* Your goal *
Locate every line in the material below that contains the word "white", and copy each of those lines in full. Case counts.

* Records for this exercise *
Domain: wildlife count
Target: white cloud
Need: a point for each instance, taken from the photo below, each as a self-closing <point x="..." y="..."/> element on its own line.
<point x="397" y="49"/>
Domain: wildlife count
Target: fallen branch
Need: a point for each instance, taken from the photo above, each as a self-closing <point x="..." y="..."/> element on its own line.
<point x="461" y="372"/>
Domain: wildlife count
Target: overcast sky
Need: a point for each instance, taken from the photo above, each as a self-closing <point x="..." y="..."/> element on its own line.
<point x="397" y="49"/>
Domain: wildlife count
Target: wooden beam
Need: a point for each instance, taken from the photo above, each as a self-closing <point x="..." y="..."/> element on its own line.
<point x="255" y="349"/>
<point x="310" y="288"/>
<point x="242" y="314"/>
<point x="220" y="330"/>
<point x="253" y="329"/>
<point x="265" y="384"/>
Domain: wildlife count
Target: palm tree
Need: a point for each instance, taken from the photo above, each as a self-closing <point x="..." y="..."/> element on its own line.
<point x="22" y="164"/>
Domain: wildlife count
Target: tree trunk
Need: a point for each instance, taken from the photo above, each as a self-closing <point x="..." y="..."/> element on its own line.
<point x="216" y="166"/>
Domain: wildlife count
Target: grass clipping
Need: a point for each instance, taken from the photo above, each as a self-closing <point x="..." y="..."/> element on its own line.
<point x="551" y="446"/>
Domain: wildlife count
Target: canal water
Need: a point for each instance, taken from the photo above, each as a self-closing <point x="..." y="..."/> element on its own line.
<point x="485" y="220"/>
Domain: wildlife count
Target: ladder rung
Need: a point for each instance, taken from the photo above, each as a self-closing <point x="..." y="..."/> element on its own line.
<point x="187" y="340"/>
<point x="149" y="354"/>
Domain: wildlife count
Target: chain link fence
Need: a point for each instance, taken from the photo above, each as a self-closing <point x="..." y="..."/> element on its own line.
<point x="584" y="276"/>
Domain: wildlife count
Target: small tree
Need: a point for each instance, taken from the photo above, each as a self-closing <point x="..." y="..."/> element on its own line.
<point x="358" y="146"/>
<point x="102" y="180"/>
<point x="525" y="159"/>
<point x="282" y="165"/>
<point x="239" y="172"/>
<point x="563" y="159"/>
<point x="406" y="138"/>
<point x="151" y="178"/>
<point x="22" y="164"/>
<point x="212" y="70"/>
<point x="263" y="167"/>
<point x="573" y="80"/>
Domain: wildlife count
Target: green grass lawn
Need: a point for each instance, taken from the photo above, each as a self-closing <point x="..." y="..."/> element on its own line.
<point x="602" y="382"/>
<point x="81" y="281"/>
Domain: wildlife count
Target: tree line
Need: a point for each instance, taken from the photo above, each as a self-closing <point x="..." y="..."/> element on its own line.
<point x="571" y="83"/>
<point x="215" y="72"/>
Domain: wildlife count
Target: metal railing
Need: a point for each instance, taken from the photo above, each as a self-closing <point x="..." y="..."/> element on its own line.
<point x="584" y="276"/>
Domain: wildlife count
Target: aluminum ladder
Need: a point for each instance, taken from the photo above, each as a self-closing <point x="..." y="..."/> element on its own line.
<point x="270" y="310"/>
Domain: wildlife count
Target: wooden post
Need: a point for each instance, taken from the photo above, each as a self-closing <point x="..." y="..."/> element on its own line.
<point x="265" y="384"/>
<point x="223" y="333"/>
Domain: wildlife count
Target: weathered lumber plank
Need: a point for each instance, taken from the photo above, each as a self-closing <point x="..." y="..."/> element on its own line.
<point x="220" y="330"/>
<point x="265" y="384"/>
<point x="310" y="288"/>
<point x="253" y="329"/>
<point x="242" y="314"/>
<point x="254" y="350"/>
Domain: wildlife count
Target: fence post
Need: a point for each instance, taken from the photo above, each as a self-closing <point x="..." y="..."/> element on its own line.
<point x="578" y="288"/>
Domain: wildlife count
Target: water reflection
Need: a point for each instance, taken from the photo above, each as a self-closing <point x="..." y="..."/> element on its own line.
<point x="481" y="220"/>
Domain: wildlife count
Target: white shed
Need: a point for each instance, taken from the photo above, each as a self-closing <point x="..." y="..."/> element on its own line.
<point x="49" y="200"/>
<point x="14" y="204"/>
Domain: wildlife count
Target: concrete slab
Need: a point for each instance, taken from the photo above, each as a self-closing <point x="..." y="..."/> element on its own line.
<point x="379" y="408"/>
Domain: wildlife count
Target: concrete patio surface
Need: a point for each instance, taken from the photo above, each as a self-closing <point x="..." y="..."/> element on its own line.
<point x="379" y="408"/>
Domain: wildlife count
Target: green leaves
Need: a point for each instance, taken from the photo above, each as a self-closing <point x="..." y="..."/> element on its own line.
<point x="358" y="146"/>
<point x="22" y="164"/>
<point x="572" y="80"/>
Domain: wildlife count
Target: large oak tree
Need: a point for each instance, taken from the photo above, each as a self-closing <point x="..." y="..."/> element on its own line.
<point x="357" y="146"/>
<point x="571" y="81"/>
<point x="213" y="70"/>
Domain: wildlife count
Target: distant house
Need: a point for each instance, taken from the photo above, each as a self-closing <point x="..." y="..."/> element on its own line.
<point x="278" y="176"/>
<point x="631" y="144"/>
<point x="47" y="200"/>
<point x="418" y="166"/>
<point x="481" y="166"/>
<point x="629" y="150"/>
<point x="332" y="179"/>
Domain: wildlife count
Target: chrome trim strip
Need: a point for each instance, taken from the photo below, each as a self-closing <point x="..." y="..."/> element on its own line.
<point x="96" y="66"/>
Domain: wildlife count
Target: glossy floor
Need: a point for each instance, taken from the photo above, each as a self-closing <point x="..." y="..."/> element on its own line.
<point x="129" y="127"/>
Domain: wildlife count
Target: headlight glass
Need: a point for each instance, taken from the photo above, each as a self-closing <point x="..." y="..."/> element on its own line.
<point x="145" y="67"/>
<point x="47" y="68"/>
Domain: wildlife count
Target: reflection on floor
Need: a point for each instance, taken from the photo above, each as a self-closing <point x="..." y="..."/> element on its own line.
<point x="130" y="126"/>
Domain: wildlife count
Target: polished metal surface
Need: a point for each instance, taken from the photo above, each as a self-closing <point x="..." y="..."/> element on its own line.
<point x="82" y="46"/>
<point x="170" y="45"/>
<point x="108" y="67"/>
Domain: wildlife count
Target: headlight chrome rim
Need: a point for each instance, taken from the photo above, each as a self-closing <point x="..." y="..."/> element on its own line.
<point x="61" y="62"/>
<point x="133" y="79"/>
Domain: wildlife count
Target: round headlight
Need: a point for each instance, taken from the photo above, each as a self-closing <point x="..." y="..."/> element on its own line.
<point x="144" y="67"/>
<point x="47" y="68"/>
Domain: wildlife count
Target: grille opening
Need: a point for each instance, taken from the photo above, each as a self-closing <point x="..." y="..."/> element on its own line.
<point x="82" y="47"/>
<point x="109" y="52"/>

* Task output *
Target: white cloud
Target: white shed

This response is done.